• _Task directions_
In the forum discussion of how Polish, Czech, and Slovak spelling matches pronunciation, rewrite the part that begins with the words containing "In Polish most" and ends with "those consonant clusters.", putting "sound combinations" wherever "consonant clusters" appears.

• _Extract provided_
-- START --

This post has really helped me out. 

I really appreciate everyone's input. I just wanted somewhat of a general answer.

phonetic language = words are spelled as they are pronounced (sounds are always attributed to the same letters and letter combinations with few exceptions). In other words, you could easily predict the spelling of the language's words just by hearing them alone, provided you knew its alphabet and pronunciation system 

English and French are good examples of non-phonetic languages.

In English, same sounds be represented by many different ways in our phonetic system. Take the long "o", for example.

l*o*nely
th*ough*
m*oa*n

Woof! Confusing spelling

I am saying this because I may start learning Czech or Slovak. I am really excited. 

Thanks again


----------



## sokol

Icetrance said:


> phonetic language = words are spelled as they are pronounced


Yes I know (I guess we all knew), but this is not an accepted term of linguistics; it's also not a term used on Wikipedia.

What you meant is to what degree writing matches phonetics in Czech/Slovak vs. Polish.
In Polish most sounds are easily matched with a single or a couple of phonetic pronunciations, but in Czech and Slovak it is even easier to match writing and phonetics.
That's about it, really. There are some peculiarities of Polish pronunciation but it's quite easy to learn if you get accustomed to those consonant clusters.


----------



## robin74

NotNow_ said:


> Poles say every word in Polish is spelled exactly as it is pronounced.


Well, many Poles do indeed say so, but it is actually very much untrue. Polish has rather complex rules concerning when consosnants become voiceless and many words are pronounced in a way that may not resemble much the way they are spelled. And vice versa - for many words you won't know how to spell them just by hearing them.

-- END --

• _Data section_
-- START --

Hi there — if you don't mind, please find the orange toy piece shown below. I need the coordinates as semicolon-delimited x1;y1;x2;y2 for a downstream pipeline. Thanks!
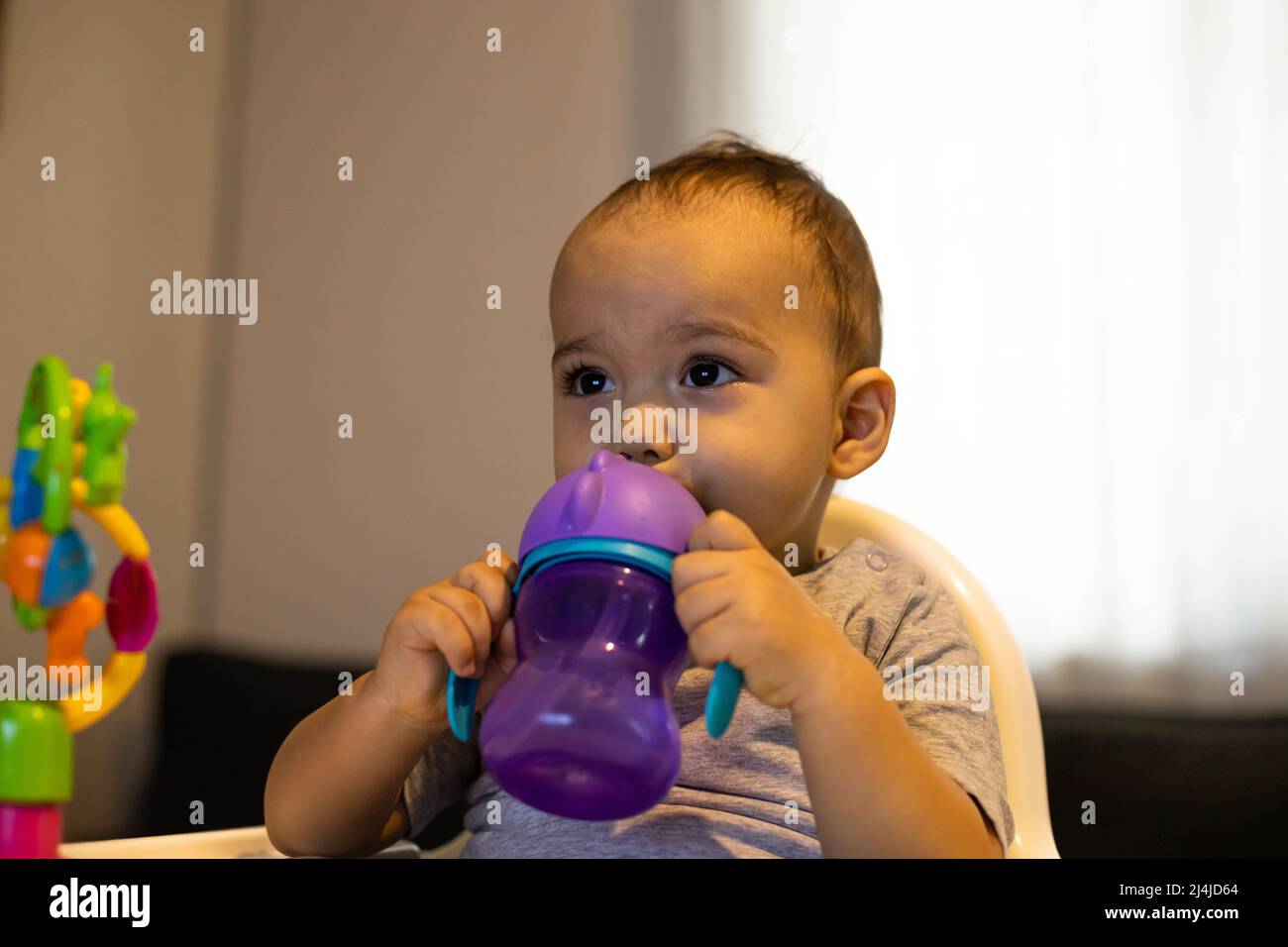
46;591;103;676
4;520;54;605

-- END --

• _Response to this exercise_
In Polish most sounds are easily matched with a single or a couple of phonetic pronunciations, but in Czech and Slovak it is even easier to match writing and phonetics.
That's about it, really. There are some peculiarities of Polish pronunciation but it's quite easy to learn if you get accustomed to those sound combinations.